RECORDS FOR THE EXERCISE
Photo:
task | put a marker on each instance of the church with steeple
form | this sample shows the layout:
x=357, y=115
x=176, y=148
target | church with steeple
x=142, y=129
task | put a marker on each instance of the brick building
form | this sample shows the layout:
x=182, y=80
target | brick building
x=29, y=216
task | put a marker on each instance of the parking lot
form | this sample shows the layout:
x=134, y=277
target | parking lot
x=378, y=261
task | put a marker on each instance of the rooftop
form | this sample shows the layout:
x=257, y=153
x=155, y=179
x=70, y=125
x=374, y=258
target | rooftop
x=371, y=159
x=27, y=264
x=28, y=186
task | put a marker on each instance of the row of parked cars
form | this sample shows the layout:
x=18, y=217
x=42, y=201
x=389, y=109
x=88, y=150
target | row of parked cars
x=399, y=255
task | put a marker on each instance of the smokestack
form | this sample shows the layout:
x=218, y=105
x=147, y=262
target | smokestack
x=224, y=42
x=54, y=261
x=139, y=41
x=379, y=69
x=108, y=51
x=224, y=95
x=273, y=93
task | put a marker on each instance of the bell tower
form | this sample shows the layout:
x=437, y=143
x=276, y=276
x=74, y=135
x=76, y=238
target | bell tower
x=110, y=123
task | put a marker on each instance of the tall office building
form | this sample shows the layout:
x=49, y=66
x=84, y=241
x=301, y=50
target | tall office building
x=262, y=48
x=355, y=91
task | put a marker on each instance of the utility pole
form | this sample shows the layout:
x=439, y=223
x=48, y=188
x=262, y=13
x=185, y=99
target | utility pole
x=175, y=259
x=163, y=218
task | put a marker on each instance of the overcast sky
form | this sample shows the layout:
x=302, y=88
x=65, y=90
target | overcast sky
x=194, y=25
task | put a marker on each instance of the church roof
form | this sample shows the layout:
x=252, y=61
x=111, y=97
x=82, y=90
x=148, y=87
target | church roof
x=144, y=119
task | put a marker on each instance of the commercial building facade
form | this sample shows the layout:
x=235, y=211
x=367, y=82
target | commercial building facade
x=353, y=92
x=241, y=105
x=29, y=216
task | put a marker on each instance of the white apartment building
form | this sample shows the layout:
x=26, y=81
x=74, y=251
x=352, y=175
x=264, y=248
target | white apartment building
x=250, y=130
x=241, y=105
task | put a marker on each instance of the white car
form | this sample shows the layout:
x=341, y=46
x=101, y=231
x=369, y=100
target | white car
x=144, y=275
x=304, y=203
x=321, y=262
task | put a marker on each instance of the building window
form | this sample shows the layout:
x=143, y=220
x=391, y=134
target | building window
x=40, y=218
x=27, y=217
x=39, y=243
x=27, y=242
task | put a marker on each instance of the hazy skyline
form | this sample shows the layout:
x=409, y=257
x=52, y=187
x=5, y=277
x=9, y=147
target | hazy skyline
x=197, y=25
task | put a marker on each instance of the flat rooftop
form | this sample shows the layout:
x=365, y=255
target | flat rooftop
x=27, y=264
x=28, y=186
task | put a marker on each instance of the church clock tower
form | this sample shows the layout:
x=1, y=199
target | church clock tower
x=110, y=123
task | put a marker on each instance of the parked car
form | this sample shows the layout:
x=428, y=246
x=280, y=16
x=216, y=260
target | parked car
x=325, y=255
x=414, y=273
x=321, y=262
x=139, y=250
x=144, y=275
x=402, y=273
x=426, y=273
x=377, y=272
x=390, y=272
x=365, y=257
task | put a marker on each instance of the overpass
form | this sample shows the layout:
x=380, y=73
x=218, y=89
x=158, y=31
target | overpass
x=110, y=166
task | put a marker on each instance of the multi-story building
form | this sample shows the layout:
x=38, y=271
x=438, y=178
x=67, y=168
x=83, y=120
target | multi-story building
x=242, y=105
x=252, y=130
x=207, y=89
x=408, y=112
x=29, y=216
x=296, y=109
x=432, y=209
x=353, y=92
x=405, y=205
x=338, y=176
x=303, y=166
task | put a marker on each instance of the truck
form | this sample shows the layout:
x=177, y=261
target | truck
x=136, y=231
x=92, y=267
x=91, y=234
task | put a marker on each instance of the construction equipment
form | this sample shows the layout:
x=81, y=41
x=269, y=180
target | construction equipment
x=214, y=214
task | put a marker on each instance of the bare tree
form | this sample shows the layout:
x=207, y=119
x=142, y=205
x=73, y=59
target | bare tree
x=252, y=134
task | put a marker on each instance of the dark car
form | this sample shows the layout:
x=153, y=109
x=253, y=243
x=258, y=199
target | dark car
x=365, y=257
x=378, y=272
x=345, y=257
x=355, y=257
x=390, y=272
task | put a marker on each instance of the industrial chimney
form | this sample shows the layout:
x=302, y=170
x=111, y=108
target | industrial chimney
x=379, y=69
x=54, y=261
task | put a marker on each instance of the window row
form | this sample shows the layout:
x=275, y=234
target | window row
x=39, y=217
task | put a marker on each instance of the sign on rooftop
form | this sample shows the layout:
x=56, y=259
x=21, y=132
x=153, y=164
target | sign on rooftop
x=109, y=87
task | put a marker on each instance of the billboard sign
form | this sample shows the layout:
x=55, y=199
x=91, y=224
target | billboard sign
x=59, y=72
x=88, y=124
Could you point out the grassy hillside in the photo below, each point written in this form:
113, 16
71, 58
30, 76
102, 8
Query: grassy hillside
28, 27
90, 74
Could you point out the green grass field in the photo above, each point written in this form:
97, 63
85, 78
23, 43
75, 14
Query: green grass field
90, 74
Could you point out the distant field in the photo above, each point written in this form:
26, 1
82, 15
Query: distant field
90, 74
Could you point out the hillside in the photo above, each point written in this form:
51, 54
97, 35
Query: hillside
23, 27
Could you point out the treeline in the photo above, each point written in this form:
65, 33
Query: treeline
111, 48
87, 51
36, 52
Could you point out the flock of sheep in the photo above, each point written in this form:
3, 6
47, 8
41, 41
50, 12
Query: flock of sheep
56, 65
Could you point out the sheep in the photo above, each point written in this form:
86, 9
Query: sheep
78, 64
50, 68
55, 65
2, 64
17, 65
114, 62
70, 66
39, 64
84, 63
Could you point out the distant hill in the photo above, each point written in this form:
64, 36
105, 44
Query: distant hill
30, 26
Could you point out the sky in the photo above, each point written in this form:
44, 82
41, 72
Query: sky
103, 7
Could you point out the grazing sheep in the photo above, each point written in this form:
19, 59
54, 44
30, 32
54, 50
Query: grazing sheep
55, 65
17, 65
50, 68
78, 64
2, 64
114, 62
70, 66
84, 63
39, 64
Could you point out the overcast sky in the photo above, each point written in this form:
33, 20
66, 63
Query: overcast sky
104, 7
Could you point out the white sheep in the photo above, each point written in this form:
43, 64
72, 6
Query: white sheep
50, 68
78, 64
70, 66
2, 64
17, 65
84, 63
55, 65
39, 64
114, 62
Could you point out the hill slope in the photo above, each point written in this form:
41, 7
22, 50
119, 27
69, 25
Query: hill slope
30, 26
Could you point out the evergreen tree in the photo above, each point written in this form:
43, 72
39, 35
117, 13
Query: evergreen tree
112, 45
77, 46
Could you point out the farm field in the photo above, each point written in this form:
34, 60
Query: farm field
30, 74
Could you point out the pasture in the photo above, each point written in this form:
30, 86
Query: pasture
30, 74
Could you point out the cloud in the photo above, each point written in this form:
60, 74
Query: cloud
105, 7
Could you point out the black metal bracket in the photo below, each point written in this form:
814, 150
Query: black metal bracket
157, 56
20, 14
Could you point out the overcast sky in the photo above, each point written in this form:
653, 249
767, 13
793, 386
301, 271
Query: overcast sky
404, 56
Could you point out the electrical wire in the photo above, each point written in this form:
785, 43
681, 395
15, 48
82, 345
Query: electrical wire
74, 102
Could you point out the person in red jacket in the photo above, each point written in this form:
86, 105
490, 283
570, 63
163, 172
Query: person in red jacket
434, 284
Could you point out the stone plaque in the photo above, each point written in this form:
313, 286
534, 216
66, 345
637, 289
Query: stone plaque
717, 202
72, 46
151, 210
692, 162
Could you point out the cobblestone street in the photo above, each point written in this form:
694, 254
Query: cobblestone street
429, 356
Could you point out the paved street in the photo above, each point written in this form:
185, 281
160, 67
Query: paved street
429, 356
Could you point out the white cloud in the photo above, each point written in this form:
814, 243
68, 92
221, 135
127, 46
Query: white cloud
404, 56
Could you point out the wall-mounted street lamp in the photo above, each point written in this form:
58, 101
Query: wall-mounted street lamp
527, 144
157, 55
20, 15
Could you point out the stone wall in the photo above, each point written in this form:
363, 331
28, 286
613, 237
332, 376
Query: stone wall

ASSIGNMENT
For the listing above, say how many lines hold the word "below". Nothing but the number is needed.

RESULT
2